# TASK TO COMPLETE:
In the article on the NACS reaction to the Federal Reserve's swipe fee rules, what was the Federal Reserve's originally proposed per-transaction rate?

# DOCUMENT EXTRACT:

▬▬▬

NACS Reacts To 21 Cent Cap on Swipe Fees

NACS calls Fed’s final rule “an irresponsible abdication of its legal duty.”

The U.S. Federal Reserve’s final rules on debit card swipe fees “is an irresponsible abdication of its legal duty to implement the law as written,” said National Association of Convenience Stores (NACS) Senior Vice President of Government Relations Lyle Beckwith.

The final rules issued today set a per-transaction debit swipe fee of 21 cents, which is significantly higher than the Federal Reserve’s originally proposed rate of 7 cents or the compromise rate of 12 cents. The rules also add 0.05 percent of the transaction amount for fraud prevention.

“Final rules should look like proposed rules. This should have been a clear victory for consumers. We are left to believe that the credibility of the Federal Reserve is in question because it’s obvious that political pressure from the big banks has impacted the outcome of the final rules,” said NACS Chairman Jeff Miller, who is president of Norfolk, Virginia-based Miller Oil Co. “A cap of 21 cents per transaction is better than the current average of 44 cents per transaction, but it is more than 400 percent more than the 4 cents per transaction that the a Fed-sponsored survey of banks found to be the real cost of processing a debit transaction.”

▬▬▬

# GIVEN INFORMATION:
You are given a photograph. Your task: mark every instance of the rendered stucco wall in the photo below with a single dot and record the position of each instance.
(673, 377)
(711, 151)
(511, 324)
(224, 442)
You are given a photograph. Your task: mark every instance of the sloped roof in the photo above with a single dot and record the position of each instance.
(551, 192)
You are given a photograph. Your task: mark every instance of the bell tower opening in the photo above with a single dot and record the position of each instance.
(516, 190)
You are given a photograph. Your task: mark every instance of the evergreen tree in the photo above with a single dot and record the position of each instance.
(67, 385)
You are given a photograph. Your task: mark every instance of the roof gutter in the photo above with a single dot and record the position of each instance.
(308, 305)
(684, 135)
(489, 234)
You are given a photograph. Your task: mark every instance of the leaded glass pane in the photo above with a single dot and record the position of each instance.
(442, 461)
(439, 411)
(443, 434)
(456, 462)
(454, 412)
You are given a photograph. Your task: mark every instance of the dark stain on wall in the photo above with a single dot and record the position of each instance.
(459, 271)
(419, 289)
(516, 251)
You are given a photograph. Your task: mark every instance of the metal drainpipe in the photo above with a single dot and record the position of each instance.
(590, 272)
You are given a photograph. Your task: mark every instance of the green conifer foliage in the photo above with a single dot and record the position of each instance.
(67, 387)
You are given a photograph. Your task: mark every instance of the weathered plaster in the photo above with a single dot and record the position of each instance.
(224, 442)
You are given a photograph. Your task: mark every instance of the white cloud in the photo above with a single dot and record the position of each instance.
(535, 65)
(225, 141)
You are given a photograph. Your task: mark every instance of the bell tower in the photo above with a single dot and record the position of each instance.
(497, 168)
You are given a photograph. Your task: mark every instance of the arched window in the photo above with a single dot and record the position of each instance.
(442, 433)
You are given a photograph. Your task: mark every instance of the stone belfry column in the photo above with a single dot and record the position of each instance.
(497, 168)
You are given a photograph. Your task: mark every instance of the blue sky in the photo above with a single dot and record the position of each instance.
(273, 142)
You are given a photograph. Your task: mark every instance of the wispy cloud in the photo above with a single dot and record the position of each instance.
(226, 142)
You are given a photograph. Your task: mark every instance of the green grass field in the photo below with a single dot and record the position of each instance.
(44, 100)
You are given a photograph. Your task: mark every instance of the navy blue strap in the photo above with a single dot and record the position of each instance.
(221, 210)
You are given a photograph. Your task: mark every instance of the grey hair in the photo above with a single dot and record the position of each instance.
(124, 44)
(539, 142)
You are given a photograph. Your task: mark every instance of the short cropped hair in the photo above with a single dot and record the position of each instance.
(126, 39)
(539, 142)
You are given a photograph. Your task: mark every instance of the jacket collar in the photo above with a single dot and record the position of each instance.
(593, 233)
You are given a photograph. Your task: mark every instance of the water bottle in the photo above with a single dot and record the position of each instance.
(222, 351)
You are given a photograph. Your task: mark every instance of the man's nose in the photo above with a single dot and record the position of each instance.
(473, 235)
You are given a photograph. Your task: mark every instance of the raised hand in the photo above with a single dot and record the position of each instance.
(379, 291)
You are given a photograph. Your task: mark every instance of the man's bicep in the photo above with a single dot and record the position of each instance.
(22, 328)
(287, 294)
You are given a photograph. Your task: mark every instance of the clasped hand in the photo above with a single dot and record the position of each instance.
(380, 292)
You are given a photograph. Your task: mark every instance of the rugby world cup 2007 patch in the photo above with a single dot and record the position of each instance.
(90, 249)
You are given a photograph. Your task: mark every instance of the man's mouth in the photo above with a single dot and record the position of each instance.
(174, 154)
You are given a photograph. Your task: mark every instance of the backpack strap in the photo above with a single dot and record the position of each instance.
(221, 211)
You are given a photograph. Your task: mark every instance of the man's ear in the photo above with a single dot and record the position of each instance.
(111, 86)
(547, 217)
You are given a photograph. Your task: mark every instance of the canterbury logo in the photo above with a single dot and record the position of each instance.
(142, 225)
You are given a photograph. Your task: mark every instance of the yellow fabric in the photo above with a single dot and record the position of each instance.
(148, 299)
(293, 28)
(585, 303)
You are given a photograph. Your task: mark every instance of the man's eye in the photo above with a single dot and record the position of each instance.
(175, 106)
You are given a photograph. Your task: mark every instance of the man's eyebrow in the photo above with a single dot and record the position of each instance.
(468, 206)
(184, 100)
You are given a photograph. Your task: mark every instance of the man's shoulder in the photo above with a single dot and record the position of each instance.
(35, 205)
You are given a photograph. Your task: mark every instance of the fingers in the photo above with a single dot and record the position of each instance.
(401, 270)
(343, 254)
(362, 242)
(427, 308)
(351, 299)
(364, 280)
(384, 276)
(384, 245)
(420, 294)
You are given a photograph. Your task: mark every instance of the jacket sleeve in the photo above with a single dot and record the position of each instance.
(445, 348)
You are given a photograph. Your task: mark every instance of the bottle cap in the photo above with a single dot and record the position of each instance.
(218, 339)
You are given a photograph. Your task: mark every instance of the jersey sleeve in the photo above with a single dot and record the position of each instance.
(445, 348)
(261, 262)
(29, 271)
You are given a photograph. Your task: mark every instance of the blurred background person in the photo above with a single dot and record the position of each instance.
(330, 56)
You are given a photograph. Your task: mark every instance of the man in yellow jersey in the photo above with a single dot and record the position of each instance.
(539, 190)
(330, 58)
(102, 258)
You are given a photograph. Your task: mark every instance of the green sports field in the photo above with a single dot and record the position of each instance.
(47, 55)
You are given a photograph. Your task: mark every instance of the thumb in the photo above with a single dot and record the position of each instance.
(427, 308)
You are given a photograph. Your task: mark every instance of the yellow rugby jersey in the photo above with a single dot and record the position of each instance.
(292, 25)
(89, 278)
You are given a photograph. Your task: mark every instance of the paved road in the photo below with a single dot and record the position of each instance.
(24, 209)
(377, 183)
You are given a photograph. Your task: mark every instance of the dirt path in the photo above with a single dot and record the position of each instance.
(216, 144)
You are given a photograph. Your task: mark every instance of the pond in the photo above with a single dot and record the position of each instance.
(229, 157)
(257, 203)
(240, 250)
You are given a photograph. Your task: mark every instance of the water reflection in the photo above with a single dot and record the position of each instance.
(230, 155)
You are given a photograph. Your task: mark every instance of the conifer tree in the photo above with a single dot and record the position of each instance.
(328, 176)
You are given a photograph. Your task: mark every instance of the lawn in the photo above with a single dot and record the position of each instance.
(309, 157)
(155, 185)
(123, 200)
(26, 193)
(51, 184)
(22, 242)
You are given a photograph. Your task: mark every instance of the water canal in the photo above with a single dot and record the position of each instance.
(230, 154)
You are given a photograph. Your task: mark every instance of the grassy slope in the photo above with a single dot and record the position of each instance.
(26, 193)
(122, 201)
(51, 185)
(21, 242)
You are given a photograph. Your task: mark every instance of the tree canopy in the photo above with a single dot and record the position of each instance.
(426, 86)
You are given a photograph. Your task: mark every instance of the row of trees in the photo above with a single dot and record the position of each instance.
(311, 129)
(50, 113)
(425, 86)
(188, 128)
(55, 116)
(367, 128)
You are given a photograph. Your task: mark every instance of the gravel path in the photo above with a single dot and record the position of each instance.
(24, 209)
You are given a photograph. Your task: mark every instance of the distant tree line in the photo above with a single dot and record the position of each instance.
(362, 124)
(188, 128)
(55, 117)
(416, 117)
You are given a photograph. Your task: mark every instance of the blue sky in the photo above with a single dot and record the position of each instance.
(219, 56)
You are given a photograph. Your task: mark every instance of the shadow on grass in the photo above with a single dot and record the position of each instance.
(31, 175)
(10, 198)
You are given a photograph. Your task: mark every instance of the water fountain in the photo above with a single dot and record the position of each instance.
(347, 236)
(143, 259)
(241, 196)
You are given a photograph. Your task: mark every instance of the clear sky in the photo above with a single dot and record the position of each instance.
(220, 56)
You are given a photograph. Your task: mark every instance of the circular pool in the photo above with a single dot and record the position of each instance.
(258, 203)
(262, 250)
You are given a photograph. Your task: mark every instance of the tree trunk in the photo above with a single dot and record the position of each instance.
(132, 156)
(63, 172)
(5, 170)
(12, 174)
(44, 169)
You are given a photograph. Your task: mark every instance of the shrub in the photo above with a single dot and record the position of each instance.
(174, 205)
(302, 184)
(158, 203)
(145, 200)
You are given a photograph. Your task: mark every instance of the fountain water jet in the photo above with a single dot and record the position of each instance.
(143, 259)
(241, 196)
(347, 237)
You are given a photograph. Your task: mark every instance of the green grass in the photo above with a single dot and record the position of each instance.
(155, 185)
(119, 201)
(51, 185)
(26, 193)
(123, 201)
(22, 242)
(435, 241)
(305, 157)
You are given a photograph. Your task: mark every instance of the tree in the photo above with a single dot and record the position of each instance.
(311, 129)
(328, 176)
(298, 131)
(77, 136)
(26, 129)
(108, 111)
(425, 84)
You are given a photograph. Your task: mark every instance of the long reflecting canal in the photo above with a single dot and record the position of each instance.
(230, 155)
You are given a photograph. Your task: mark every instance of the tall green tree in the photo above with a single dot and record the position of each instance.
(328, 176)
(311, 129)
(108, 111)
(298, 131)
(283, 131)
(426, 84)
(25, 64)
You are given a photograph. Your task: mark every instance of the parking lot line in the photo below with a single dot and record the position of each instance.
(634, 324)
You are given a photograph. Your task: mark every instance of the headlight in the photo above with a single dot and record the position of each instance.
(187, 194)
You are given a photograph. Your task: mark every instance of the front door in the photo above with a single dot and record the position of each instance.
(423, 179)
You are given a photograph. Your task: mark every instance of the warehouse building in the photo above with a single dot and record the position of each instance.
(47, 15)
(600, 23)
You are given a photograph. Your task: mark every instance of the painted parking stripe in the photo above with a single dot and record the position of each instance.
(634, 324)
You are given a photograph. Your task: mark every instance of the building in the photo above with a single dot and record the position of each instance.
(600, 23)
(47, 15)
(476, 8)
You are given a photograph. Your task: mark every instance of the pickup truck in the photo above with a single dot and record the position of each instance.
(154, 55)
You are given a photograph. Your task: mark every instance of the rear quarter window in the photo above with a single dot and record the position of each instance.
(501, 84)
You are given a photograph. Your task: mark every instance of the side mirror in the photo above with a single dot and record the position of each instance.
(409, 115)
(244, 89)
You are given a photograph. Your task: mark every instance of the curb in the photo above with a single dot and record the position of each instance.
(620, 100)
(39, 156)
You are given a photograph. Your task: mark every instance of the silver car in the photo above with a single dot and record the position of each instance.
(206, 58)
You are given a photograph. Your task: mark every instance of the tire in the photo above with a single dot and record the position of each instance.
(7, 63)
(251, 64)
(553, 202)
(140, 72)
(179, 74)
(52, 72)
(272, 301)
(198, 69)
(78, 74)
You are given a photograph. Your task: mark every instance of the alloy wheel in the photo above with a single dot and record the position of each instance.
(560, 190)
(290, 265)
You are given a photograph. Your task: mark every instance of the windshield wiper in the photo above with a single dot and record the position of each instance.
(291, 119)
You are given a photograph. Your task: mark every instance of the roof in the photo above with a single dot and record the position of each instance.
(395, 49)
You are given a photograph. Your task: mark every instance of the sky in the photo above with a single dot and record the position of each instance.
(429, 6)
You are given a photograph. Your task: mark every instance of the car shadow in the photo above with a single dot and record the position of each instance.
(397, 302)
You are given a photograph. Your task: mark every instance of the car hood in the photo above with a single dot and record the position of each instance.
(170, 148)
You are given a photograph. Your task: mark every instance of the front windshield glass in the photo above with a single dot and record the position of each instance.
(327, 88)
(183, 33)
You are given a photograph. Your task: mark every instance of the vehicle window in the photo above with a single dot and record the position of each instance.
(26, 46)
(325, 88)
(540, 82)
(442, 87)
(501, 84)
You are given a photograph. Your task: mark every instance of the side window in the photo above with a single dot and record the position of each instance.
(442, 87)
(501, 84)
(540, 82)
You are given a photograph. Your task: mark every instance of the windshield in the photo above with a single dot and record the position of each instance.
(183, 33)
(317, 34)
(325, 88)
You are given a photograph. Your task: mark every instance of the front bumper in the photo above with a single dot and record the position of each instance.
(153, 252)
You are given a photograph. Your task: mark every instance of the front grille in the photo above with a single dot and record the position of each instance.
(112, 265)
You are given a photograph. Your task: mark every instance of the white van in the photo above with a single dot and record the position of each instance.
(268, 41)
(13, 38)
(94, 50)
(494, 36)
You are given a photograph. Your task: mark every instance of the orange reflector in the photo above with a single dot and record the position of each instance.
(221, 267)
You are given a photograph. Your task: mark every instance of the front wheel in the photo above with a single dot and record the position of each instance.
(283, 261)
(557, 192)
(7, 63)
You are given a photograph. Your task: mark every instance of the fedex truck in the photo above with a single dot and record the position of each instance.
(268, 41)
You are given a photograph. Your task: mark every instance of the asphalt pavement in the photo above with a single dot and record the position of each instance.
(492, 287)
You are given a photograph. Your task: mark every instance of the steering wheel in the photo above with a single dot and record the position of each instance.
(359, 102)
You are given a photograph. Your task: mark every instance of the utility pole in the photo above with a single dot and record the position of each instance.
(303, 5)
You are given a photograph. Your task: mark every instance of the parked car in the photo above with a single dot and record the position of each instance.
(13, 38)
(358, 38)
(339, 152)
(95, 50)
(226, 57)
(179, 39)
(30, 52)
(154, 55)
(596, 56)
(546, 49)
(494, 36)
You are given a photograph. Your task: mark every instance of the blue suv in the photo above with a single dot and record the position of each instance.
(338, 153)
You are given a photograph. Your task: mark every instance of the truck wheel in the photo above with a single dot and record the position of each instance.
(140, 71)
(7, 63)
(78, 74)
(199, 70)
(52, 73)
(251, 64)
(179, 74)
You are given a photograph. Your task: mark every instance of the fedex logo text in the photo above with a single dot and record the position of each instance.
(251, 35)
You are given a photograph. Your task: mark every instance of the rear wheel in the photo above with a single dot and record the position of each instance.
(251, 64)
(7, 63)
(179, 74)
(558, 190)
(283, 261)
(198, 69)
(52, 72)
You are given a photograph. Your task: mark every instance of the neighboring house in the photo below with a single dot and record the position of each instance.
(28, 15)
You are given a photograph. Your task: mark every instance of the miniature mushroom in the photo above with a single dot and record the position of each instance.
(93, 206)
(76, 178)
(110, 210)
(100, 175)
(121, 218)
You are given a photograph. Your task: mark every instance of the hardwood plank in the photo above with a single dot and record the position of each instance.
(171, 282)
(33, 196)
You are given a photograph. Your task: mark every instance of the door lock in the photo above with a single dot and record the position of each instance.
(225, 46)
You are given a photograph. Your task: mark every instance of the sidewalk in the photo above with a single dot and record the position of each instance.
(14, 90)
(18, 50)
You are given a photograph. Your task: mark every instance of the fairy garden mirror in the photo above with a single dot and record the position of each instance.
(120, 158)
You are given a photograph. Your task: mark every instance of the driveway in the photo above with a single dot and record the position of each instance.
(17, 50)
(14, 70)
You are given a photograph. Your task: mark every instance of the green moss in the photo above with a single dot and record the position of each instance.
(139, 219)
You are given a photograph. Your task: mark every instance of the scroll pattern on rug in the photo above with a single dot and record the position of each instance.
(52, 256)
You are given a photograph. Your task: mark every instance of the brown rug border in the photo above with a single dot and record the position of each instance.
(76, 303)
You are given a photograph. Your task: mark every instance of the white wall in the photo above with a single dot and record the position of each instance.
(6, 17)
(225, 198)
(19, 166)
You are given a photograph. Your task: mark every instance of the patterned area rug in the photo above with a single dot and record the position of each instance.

▬▬▬

# EXERCISE RESPONSE:
7 cents